● **Task data**
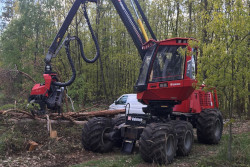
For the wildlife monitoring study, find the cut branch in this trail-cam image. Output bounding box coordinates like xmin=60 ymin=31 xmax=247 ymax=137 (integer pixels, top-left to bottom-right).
xmin=2 ymin=109 xmax=35 ymax=119
xmin=14 ymin=70 xmax=37 ymax=83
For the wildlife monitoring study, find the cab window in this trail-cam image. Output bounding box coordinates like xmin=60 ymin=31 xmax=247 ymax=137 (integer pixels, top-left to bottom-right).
xmin=186 ymin=48 xmax=197 ymax=79
xmin=149 ymin=45 xmax=185 ymax=82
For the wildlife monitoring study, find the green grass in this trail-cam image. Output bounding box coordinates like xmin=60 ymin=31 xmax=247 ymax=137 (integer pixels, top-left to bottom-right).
xmin=197 ymin=132 xmax=250 ymax=167
xmin=71 ymin=154 xmax=143 ymax=167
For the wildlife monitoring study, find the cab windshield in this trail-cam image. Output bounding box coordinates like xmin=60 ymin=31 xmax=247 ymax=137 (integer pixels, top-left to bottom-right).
xmin=149 ymin=45 xmax=185 ymax=82
xmin=136 ymin=44 xmax=156 ymax=86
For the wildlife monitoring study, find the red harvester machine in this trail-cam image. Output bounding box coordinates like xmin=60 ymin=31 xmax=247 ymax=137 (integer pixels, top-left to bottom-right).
xmin=29 ymin=0 xmax=223 ymax=164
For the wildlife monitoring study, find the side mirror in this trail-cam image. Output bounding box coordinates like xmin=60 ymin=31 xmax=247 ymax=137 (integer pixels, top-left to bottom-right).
xmin=115 ymin=100 xmax=118 ymax=105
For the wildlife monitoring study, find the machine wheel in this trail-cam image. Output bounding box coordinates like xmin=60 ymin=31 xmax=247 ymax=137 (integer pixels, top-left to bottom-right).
xmin=112 ymin=116 xmax=125 ymax=147
xmin=139 ymin=123 xmax=177 ymax=164
xmin=197 ymin=109 xmax=223 ymax=144
xmin=82 ymin=117 xmax=113 ymax=153
xmin=112 ymin=115 xmax=125 ymax=127
xmin=172 ymin=120 xmax=194 ymax=156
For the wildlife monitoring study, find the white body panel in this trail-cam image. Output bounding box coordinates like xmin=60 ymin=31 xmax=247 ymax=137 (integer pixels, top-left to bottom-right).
xmin=109 ymin=94 xmax=146 ymax=114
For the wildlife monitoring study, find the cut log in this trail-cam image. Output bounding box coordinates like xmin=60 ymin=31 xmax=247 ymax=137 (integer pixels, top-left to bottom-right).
xmin=64 ymin=109 xmax=125 ymax=117
xmin=0 ymin=108 xmax=125 ymax=124
xmin=46 ymin=115 xmax=58 ymax=139
xmin=50 ymin=130 xmax=58 ymax=139
xmin=7 ymin=118 xmax=87 ymax=125
xmin=46 ymin=109 xmax=125 ymax=120
xmin=28 ymin=140 xmax=38 ymax=151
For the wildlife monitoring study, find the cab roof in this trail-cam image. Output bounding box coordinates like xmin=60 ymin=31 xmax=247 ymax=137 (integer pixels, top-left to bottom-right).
xmin=142 ymin=37 xmax=197 ymax=50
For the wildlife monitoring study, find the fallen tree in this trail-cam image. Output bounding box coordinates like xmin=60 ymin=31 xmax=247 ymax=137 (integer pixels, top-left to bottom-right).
xmin=0 ymin=108 xmax=125 ymax=125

● **What is expected**
Each line from the one containing "For the wildlife monitoring study, find the fallen" through the final line of the records must be repeated exactly, with no line added or dropped.

● **Your response**
For the wildlife monitoring study, find the fallen tree in this trail-cam image. Output bounding box coordinates like xmin=60 ymin=31 xmax=247 ymax=137 (integer pixels, top-left to bottom-right).
xmin=0 ymin=108 xmax=125 ymax=125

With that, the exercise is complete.